*** Opening of Extracted text ***

My personal highlight reel is stacked with more recent shining moments. The earliest date back to fall 2016, when he roared into the Tour Championship with a hole-out eagle before duelling Patrick Reed at the Ryder Cup in the most explosive golf match I’ve ever seen. I cruised through his imperial stretch of play in 2019, which peaked with a final-round 61 at the Canadian Open that easily could’ve been lower. I even loved his performance at the 2020 Masters, where he dug himself a massive hole in typically befuddling fashion before making a valiant charge in the final three rounds.

*** Close of Extracted text ***
*** Opening of Record extracts ***

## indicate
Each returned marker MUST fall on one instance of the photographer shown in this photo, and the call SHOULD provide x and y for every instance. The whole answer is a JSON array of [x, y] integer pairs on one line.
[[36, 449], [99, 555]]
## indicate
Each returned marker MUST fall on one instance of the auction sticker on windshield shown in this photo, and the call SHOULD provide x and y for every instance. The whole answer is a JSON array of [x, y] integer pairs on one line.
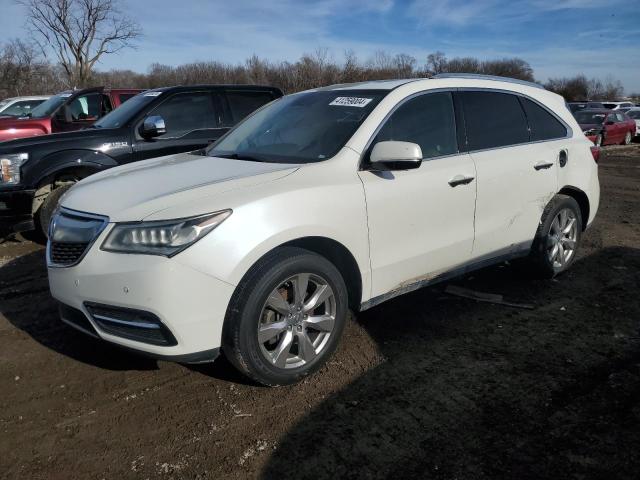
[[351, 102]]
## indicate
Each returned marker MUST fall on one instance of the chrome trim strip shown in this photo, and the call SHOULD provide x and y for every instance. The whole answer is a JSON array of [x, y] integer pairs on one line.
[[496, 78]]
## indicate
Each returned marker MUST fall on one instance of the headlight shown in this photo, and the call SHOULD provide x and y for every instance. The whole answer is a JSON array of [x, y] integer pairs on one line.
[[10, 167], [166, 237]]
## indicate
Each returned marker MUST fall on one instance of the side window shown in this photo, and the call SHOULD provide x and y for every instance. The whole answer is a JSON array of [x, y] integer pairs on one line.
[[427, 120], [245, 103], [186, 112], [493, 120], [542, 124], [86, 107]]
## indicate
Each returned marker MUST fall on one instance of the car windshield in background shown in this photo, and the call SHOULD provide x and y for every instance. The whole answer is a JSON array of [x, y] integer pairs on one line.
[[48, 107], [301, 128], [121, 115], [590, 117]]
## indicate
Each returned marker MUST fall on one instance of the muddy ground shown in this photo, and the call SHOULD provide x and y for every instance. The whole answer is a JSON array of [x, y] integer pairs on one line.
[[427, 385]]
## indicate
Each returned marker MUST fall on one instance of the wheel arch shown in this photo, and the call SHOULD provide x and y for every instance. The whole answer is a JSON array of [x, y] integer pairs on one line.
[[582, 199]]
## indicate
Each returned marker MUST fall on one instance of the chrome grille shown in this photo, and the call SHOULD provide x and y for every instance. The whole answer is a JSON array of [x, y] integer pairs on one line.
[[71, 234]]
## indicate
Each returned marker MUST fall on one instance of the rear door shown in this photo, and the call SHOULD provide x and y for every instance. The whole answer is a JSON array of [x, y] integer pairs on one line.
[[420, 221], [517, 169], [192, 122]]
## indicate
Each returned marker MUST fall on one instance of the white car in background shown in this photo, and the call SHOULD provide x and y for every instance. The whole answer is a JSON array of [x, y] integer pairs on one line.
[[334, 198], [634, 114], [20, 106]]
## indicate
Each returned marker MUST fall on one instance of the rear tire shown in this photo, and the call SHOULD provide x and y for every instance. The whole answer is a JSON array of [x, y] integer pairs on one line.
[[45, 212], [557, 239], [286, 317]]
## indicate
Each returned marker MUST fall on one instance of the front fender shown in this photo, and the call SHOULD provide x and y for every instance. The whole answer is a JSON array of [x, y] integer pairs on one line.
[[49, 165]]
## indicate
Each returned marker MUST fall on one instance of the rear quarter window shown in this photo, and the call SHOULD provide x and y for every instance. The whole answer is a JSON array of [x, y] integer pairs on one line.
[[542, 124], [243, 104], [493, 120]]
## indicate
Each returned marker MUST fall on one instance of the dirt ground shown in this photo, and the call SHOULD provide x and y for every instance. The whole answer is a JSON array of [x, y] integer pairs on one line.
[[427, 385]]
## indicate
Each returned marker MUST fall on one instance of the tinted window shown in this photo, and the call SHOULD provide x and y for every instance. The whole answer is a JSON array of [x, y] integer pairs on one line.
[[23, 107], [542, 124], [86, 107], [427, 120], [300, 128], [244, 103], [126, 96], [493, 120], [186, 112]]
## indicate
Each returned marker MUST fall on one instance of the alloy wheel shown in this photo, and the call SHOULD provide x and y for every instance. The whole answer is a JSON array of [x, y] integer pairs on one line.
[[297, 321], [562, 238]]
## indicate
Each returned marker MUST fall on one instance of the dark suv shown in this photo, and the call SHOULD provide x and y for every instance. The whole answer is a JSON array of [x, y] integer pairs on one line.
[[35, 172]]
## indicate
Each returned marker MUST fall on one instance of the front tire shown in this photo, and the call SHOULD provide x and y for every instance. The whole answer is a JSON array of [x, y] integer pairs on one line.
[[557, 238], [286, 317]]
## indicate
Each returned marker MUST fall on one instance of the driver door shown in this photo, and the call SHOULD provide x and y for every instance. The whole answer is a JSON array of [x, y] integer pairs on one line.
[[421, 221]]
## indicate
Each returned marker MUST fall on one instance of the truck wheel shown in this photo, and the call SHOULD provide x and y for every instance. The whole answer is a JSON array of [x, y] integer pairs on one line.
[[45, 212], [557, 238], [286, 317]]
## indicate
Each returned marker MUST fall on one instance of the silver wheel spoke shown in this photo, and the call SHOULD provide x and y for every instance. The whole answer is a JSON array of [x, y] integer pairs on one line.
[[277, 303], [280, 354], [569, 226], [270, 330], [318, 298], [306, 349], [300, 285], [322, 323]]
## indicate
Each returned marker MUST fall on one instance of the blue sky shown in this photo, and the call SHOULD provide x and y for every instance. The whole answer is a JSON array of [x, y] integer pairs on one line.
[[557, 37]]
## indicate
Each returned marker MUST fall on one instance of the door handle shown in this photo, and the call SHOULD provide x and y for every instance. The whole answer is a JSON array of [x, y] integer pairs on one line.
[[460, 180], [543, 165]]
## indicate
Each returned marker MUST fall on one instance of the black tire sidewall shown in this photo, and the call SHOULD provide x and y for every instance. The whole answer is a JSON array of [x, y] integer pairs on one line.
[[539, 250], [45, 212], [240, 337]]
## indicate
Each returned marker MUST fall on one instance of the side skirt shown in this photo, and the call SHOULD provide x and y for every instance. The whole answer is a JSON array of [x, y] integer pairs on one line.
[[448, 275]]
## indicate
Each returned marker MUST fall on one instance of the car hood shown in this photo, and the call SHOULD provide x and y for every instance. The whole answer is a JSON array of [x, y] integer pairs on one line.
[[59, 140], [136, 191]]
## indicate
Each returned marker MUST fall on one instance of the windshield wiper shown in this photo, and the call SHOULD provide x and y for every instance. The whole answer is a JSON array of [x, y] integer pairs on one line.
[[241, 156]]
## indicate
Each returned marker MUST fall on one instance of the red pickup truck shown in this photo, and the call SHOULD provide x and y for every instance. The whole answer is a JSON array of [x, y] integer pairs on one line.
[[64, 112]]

*** Close of Record extracts ***
*** Opening of Record extracts ***

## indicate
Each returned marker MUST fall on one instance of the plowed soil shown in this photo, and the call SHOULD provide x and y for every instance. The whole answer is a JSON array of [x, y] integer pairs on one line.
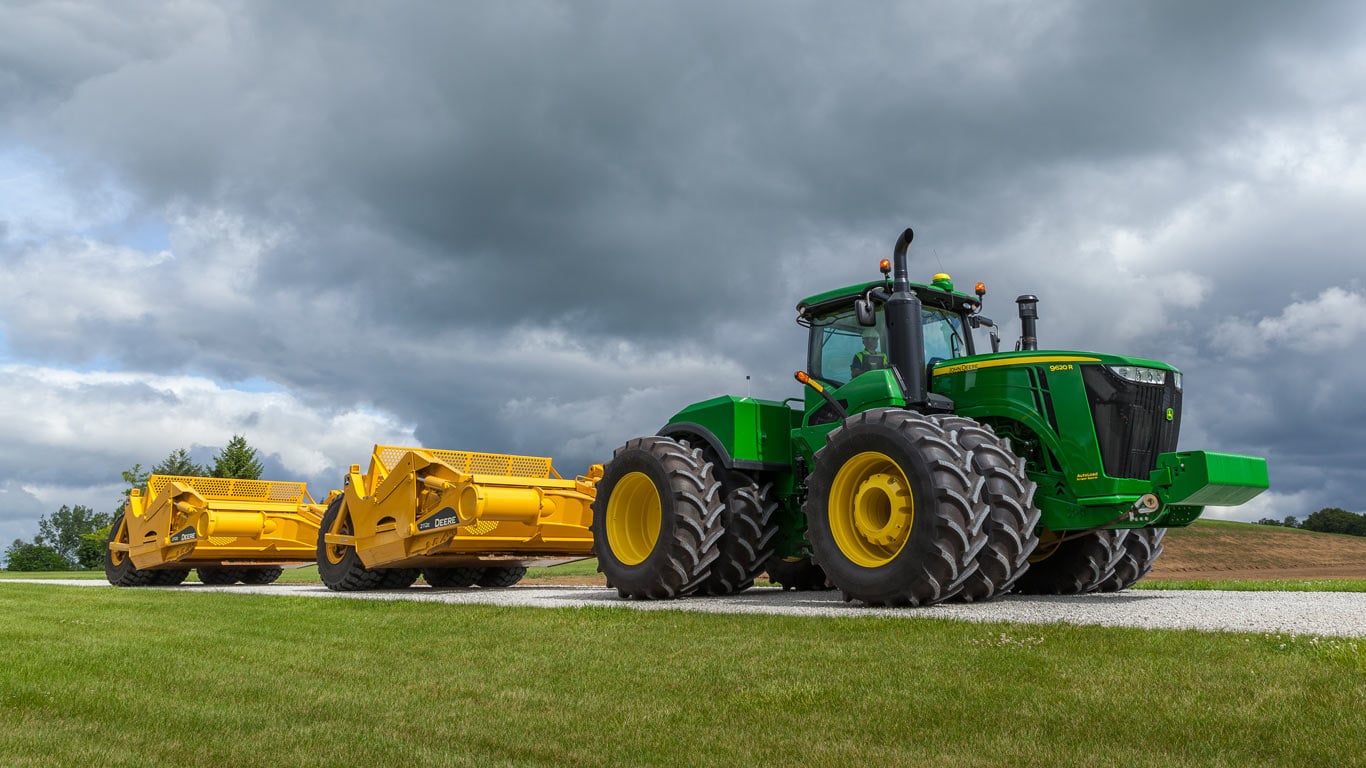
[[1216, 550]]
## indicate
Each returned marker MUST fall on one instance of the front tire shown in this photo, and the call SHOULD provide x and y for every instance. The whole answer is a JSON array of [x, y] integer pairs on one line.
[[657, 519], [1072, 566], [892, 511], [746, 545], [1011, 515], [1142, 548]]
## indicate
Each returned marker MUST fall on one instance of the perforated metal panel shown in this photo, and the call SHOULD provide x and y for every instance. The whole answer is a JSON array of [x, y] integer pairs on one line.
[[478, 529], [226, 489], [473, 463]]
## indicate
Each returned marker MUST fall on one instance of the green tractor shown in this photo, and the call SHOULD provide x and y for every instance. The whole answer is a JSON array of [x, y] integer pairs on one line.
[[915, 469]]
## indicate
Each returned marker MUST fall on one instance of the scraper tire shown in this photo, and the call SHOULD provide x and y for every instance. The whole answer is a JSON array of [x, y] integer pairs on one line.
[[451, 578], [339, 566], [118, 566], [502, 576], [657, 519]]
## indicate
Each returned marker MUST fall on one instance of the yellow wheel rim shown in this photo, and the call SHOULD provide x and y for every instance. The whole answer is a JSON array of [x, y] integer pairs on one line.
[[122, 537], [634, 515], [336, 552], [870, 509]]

*** Close of Record extracts ***
*** Opening of Record extracts ***

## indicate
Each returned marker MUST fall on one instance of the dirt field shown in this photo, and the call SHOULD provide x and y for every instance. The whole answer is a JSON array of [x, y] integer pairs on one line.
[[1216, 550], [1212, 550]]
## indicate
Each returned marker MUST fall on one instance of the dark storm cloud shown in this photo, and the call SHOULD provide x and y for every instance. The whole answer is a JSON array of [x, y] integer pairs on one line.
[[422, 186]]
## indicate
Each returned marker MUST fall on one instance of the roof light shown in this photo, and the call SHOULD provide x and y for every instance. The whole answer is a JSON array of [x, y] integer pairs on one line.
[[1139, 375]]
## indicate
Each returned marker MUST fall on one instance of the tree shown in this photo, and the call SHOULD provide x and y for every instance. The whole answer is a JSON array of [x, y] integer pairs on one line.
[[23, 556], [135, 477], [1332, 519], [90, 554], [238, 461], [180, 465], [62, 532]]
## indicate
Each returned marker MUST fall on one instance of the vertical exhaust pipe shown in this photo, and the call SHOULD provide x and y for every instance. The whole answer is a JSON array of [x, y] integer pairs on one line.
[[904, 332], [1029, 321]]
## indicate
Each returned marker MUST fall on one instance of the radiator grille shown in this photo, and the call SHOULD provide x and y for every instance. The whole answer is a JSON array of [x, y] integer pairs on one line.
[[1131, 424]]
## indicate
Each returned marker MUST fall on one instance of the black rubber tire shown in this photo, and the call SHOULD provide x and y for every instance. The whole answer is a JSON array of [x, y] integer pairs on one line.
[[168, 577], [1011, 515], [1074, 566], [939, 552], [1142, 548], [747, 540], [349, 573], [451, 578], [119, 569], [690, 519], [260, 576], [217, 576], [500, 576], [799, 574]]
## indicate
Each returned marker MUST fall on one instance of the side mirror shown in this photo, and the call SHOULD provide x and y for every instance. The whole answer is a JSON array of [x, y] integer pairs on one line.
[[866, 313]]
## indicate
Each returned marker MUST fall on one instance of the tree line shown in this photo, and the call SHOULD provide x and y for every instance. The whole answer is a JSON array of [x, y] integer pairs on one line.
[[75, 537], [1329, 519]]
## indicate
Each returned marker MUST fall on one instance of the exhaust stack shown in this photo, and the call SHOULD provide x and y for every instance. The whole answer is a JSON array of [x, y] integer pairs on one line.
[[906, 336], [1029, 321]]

*** Close of Record extracts ***

» Required tasks:
1: Summarize the golf passage in two sentences.
2: Duplicate the stretch of the golf passage from "My personal highlight" through "final three rounds.".
The records come from a different source than the text.

» Expected results:
1: The writer's favorite moments from the golfer's career are recent ones, the earliest from fall 2016, when he holed out for eagle at the Tour Championship and then dueled Patrick Reed at the Ryder Cup. The writer also enjoyed his strong stretch in 2019, which peaked with a final-round 61 at the Canadian Open, and his charge over the final three rounds of the 2020 Masters after digging himself a massive hole.

2:
My personal highlight reel is stacked with more recent shining moments. The earliest date back to fall 2016, when he roared into the Tour Championship with a hole-out eagle before duelling Patrick Reed at the Ryder Cup in the most explosive golf match I’ve ever seen. I cruised through his imperial stretch of play in 2019, which peaked with a final-round 61 at the Canadian Open that easily could’ve been lower. I even loved his performance at the 2020 Masters, where he dug himself a massive hole in typically befuddling fashion before making a valiant charge in the final three rounds.